:: Extracted material
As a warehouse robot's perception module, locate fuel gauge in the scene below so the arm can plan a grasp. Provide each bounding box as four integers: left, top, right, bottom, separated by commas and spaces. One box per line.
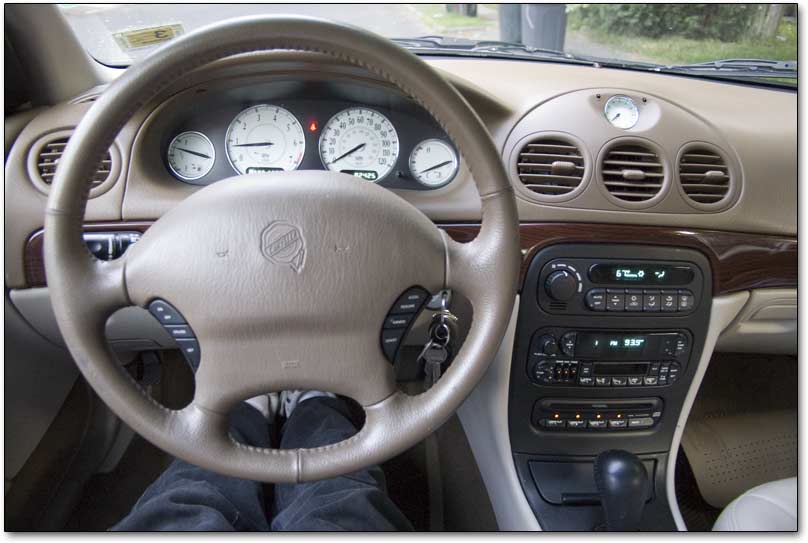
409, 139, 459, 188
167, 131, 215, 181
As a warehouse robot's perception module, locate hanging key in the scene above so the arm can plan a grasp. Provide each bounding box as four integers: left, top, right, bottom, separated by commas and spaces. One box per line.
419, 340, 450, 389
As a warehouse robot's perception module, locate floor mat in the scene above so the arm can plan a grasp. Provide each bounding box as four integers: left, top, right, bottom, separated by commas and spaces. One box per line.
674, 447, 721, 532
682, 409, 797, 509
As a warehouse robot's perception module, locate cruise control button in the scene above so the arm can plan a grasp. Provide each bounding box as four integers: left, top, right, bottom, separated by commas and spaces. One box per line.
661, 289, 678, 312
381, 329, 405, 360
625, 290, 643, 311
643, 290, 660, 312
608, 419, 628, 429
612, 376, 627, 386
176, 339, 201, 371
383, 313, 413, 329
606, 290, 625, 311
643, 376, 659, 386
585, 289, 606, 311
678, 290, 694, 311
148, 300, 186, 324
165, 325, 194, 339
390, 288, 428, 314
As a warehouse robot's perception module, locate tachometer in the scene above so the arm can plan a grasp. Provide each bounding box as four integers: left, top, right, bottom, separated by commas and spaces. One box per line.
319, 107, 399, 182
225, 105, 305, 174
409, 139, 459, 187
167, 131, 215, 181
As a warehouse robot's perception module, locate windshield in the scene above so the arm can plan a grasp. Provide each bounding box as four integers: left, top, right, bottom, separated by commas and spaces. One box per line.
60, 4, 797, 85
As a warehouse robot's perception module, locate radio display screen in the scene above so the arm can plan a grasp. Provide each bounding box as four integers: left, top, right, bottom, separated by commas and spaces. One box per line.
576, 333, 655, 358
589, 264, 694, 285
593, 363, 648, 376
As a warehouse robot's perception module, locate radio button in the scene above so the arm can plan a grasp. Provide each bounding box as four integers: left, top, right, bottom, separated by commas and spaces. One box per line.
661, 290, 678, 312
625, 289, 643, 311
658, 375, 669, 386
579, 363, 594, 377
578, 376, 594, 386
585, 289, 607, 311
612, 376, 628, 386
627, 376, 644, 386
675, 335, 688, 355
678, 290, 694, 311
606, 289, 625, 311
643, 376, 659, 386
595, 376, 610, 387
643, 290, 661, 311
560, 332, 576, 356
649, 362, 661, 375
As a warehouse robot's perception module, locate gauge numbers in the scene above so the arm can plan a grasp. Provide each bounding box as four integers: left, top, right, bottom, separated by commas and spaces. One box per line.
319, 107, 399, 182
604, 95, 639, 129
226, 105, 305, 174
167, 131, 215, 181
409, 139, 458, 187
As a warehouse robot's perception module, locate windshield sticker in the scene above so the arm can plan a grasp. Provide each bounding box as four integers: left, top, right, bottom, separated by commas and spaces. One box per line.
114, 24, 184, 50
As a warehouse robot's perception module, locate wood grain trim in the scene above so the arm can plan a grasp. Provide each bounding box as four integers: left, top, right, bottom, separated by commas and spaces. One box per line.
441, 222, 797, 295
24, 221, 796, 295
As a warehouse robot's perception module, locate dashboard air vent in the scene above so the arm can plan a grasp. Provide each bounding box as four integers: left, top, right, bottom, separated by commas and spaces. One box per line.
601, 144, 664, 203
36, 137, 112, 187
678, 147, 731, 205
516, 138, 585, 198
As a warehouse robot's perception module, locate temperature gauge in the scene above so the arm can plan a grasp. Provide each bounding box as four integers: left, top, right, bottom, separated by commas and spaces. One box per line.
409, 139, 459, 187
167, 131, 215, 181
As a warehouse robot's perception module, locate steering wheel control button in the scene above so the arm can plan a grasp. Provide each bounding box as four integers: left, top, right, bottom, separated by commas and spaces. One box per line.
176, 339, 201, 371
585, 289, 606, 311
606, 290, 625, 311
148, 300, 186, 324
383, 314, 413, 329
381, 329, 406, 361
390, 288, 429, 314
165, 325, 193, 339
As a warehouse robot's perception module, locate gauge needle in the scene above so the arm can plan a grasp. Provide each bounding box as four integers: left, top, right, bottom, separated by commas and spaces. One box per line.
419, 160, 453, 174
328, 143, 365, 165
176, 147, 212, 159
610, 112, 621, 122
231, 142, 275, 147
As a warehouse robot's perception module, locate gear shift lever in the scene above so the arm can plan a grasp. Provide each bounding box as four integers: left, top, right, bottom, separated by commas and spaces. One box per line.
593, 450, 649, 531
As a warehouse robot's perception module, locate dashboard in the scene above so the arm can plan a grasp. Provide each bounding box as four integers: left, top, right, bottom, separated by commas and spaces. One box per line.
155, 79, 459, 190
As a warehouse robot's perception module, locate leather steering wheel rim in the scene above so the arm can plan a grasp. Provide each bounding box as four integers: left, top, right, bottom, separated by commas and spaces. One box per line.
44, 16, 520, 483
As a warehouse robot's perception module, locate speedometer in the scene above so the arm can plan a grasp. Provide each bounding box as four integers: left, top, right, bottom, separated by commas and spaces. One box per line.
::::
Go through the listing above and write it all out exactly, leaving out any picture.

As a warehouse robot's perception module, locate fuel gauge in the scene below so the arm can plan a grasp. Provide each bounding box as four integers: left, top, right, bottom, separated by commas and spaces. One box per line.
409, 139, 459, 188
167, 131, 215, 181
As a warehouse robot's perception module, locate hanging key in the scene above so the arm can plan a grasp. Provide each bounding box as four integers: left, top, right, bottom, separated by commas and spaces. One box per line.
419, 340, 450, 389
As a warehouse robot's perception module, locate floor mat in the scene above so the arm can plan a grasp. Provide each bounding box as four integers: left, top, right, bottom, separated by commas and spaces. One box per line.
674, 447, 721, 532
682, 409, 797, 509
As a warehouse robot's perception module, locate cruise control button in the scene above so the arm can plan a grasp. Provide each bounding box as four integers: left, top, right, bottom, separated by commas and spaces. One box per line.
661, 289, 678, 312
381, 329, 405, 360
625, 290, 643, 311
643, 290, 660, 312
608, 419, 628, 429
612, 376, 627, 386
176, 339, 201, 371
383, 313, 413, 329
606, 290, 625, 311
643, 376, 659, 386
585, 289, 606, 311
678, 290, 694, 311
148, 300, 186, 324
165, 325, 194, 339
390, 288, 428, 314
As a warehouse robot's perception module, locate tachometer in the scene above so the arm can plan a grasp. Provide each bounding box as four integers: left, top, right, bottom, separated by commas and spaces. One box per line.
319, 107, 399, 182
225, 105, 305, 174
409, 139, 459, 187
167, 131, 215, 181
As a warehouse robot's perception module, locate windshield in the scene above so the arm can plan a grasp. Provide each bounding box as four integers: left, top, right, bottom, separated by commas and spaces. One box per line.
60, 4, 797, 85
As a warehouse robot's perception module, locate radio display screen in the scene above so the arm can plan a grasp. Provide each bounding box as four integers: left, top, right, bottom, separated by commas and spaces. One box per line.
576, 333, 655, 358
589, 264, 694, 285
593, 363, 648, 376
As a warehouse robot's perception module, locate radio button in the scene above so the arm can plan a grasp. Provide each bounding box as four integers: left, top, right, bottom, separated by commas and spaces. One box per line.
661, 290, 678, 312
625, 289, 643, 311
658, 375, 669, 386
579, 363, 594, 377
578, 376, 594, 386
585, 289, 607, 311
612, 376, 628, 386
627, 376, 644, 386
675, 335, 688, 355
678, 290, 694, 311
606, 289, 625, 311
643, 376, 659, 386
595, 376, 610, 387
643, 290, 661, 311
560, 332, 576, 356
649, 362, 661, 375
As a warehouse robot's perception module, locate gauge numbers in the scene above so the arm can plan a grasp. Provide each bounding box as four integers: left, top, right, bottom, separated by commas and spaces. One box per line.
319, 107, 399, 182
604, 95, 639, 129
226, 105, 305, 174
167, 131, 215, 181
409, 139, 458, 187
As a warehouse robot's perception module, locate windshield sticker in the scene above so the arm can plan a grasp. Provide each bounding box as four integers: left, top, right, bottom, separated by commas and spaces. One box per line.
114, 24, 184, 50
As a warehouse robot's perception module, locate wood grain trim in the scene above so the arm can plan a grasp. Provide each bounding box as four integers: left, top, right, bottom, separated by commas and spaces. One box per line.
441, 222, 797, 295
24, 221, 796, 295
As a warehouse robot's perception module, locate dashboard air vent in the scene above so the arm can plan a grasp. Provide each bounding box as four integers: left, top, right, bottom, separated by commas and spaces. One box per line.
601, 144, 664, 203
36, 137, 112, 187
678, 147, 731, 205
516, 138, 585, 198
As a warehouse robot's perception module, locate temperature gauge in the scene above so the arm can plan a grasp. Provide each bounding box as four integers: left, top, right, bottom, separated by commas and spaces. One box per line.
409, 139, 459, 187
167, 131, 215, 181
As a warehouse robot's perception module, locate steering wheel control button in the scene above so the arm can plan a grasp. Provide each bounding box as four integers: left, top, right, bottom, separated by commas and spaces. One box per line.
176, 339, 201, 371
585, 289, 606, 311
606, 290, 625, 311
148, 300, 186, 324
383, 314, 413, 329
381, 329, 406, 361
390, 288, 429, 314
165, 325, 193, 339
As a warehouse robot's perception module, locate gauge needle in the scene above so the arm can plan a grasp. Provide each bounding box as four integers: left, top, right, bottom, separated by commas and spaces. One box per line.
419, 160, 453, 174
328, 143, 365, 165
176, 147, 212, 159
610, 112, 621, 122
231, 142, 275, 147
As a warehouse robot's perception module, locate gear shift lever in the scene above so the arm can plan a grasp. Provide each bounding box as four integers: left, top, right, bottom, separated by commas and spaces. One box per line.
593, 450, 649, 531
As a warehouse robot's perception module, locate dashboard in the scene above so the arm can plan a grasp. Provide each bounding box as four integers: left, top, right, bottom, separated by commas and spaces. One box per line.
155, 79, 459, 190
As a warehouse robot's perception module, locate leather steering wheel rim in the scene above so the arm can plan a grasp. Provide each bounding box as four integers: left, top, right, bottom, separated by commas and spaces. One box per line.
44, 16, 520, 483
As a warehouse robot's perception module, locate speedometer in the scene above so the arm can plan a grasp. Provide each bounding box as four integers: left, top, right, bottom, separated by commas and spaces. One box per line.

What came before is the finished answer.